→ **What is asked**
Return, unchanged, the lines of the records that start at the line containing "pointed leaf, one per instance" and run through the final line of the records, including both ends.

→ **Supplied records**
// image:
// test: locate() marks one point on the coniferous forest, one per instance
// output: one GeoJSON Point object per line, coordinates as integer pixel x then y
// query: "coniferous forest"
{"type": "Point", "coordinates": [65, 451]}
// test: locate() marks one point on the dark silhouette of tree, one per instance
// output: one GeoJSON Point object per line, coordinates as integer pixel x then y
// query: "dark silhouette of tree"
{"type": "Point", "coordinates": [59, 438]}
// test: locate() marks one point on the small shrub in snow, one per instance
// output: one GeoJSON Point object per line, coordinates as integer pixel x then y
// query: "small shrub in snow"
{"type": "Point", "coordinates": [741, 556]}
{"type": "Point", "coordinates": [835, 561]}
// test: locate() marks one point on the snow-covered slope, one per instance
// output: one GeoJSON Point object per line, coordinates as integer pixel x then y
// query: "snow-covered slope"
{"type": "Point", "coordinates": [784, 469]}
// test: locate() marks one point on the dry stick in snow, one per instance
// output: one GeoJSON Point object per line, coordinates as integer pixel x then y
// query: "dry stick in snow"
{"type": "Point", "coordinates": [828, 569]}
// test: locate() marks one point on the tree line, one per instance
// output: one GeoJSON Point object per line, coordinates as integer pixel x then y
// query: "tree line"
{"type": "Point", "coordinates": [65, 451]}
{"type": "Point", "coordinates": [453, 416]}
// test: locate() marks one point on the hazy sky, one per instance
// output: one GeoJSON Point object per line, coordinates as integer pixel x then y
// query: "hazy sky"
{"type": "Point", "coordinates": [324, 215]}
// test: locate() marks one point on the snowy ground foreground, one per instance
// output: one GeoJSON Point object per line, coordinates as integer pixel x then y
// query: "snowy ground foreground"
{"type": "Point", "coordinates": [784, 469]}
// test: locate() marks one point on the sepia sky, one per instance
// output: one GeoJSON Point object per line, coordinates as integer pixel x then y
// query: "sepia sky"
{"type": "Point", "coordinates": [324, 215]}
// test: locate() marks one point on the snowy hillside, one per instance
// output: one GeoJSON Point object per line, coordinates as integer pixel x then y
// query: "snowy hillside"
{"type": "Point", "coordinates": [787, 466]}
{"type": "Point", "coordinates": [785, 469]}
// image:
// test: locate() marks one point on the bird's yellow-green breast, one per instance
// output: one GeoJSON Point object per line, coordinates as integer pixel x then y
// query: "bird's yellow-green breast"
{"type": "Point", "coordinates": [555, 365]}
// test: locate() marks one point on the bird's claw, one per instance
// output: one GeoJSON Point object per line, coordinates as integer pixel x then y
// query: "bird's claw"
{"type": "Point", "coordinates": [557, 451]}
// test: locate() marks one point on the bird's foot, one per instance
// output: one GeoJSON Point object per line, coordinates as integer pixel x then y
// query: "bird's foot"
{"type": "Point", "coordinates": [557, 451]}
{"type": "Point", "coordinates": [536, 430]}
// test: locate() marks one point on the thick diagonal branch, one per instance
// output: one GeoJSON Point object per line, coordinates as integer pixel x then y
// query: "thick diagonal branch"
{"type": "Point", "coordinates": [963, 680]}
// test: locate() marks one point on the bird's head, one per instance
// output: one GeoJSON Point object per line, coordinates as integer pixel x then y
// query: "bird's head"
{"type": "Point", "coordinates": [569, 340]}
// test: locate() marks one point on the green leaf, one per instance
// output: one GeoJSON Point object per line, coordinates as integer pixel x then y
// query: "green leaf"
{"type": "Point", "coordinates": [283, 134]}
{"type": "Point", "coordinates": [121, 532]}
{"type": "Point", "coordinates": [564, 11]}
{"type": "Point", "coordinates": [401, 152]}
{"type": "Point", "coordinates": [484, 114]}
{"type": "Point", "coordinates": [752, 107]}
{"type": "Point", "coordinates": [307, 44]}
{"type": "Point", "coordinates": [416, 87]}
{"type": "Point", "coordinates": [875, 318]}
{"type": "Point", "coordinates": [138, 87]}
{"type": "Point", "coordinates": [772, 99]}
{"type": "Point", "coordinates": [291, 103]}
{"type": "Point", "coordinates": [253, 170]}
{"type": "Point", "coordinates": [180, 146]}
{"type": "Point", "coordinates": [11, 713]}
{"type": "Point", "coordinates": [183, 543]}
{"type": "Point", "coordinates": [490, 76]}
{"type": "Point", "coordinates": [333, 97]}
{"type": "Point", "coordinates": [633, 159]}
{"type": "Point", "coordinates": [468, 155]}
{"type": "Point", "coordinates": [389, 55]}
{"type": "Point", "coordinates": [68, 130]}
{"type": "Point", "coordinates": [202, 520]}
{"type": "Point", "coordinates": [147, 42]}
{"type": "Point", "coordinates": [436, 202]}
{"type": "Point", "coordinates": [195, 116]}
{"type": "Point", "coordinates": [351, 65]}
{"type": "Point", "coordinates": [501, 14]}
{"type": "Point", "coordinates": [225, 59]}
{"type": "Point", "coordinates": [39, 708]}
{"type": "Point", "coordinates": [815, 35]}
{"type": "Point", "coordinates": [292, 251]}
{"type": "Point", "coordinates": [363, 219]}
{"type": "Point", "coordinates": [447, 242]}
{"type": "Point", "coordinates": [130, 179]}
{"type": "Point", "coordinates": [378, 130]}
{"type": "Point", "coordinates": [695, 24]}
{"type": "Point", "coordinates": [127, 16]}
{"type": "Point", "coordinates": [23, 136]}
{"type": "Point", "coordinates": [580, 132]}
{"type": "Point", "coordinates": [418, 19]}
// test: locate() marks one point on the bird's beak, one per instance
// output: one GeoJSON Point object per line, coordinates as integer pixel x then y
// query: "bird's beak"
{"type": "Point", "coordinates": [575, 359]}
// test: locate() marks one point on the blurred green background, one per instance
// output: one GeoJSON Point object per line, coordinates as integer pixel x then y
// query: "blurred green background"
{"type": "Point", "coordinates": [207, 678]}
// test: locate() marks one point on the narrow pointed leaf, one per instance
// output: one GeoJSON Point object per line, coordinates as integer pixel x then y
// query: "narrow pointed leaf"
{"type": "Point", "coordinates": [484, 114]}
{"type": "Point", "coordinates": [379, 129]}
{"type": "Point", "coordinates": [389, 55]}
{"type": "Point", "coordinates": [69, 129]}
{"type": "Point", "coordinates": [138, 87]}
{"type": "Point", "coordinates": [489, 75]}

→ **Full answer**
// test: locate() marks one point on the narrow pointed leaf, one per instance
// output: one GeoJSON Point object per line, coordinates as integer pixel x then y
// query: "narrow pointed leaf"
{"type": "Point", "coordinates": [484, 114]}
{"type": "Point", "coordinates": [379, 129]}
{"type": "Point", "coordinates": [389, 55]}
{"type": "Point", "coordinates": [69, 129]}
{"type": "Point", "coordinates": [138, 87]}
{"type": "Point", "coordinates": [489, 75]}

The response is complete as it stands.